Given text:
=====

# Alien landscape



## jbhillman (Aug 14, 2011)

I have uploaded some new pictures. Things just keep getting more strange. Now I have algae (?) growing that is creating bubbles. Really makes the tank look weird. The diatom bloom was dying off, I did a water change, and now I have this crap growing. Also what is the white flower looking thing?


----------



## Reefing Madness (Aug 12, 2011)

Nice....What is your phosphate level now? I have read that possilbly, this is the final stage in the death of your diatoms and this algae form you have growing there. But, its just a guess, don't take this one to the bank. Your phosphate level is going to be critical here.


----------



## jbhillman (Aug 14, 2011)

=====

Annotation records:
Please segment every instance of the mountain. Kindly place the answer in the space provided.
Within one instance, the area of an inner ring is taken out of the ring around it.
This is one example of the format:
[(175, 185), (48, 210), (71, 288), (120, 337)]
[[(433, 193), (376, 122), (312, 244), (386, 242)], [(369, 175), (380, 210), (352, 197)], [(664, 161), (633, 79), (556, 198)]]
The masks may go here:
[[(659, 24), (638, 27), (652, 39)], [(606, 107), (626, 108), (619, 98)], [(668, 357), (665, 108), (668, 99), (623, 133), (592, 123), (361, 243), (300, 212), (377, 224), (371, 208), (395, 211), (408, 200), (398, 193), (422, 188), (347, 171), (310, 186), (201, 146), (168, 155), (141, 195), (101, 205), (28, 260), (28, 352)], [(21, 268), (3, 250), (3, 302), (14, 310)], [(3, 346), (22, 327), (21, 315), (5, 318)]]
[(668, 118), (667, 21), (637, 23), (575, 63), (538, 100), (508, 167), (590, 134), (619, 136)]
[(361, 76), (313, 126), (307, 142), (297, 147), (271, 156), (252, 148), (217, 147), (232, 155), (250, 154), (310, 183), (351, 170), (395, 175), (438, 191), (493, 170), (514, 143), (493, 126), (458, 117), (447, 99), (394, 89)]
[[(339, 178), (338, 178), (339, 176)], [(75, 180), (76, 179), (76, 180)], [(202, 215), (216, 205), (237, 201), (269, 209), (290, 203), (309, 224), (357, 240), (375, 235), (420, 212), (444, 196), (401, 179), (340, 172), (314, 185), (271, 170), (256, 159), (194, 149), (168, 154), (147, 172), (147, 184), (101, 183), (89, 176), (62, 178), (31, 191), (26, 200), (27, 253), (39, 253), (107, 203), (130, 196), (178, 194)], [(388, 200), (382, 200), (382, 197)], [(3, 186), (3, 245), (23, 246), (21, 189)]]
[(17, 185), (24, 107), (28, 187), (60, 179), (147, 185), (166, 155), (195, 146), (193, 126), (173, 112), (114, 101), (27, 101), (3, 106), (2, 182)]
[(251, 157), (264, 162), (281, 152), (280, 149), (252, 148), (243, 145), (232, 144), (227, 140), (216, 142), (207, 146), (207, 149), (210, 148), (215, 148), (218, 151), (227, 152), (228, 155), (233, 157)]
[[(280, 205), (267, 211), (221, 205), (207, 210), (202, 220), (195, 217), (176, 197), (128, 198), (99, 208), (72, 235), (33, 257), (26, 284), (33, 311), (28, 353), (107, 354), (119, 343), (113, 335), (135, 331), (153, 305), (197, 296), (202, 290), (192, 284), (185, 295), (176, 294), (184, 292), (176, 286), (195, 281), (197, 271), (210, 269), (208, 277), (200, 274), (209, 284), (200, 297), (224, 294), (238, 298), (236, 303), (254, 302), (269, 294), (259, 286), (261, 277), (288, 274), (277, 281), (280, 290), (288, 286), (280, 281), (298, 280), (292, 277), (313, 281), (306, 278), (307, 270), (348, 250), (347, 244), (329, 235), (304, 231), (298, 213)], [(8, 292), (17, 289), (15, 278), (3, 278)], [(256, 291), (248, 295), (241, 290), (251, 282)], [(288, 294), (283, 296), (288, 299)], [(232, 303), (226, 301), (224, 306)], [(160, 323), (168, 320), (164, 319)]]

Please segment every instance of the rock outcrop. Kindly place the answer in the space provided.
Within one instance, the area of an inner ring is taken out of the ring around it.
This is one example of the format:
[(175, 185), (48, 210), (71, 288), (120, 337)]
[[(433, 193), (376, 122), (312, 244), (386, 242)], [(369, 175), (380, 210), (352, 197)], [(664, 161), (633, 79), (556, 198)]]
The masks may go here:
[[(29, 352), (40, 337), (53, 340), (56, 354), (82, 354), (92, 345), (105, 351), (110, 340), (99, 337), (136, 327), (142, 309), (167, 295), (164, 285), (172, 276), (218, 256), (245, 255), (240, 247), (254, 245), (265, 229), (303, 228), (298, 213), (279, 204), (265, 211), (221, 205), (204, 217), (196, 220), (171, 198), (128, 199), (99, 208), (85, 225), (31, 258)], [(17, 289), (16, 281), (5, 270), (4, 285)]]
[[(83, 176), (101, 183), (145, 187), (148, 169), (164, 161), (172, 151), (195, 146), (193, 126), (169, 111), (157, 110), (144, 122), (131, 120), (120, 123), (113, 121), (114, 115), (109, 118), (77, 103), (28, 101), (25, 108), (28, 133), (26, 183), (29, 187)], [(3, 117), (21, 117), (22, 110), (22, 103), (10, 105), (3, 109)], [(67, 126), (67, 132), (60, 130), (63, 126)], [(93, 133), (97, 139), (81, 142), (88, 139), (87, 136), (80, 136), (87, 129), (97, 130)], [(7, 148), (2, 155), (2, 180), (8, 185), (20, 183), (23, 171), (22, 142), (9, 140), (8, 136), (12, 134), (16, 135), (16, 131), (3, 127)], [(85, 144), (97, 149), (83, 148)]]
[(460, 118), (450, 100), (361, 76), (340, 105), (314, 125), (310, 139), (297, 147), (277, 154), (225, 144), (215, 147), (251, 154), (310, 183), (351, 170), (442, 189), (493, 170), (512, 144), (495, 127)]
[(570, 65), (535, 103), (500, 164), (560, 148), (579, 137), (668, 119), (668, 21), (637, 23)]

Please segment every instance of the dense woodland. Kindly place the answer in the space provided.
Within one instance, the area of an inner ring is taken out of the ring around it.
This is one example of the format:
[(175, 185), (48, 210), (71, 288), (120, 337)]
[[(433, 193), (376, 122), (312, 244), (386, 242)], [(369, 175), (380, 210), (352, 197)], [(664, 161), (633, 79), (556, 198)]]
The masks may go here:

=====

Work required: Please reproduce the whole aquarium algae thread above, word for word.

Solution for this problem:
# Alien landscape



## jbhillman (Aug 14, 2011)

I have uploaded some new pictures. Things just keep getting more strange. Now I have algae (?) growing that is creating bubbles. Really makes the tank look weird. The diatom bloom was dying off, I did a water change, and now I have this crap growing. Also what is the white flower looking thing?


----------



## Reefing Madness (Aug 12, 2011)

Nice....What is your phosphate level now? I have read that possilbly, this is the final stage in the death of your diatoms and this algae form you have growing there. But, its just a guess, don't take this one to the bank. Your phosphate level is going to be critical here.


----------



## jbhillman (Aug 14, 2011)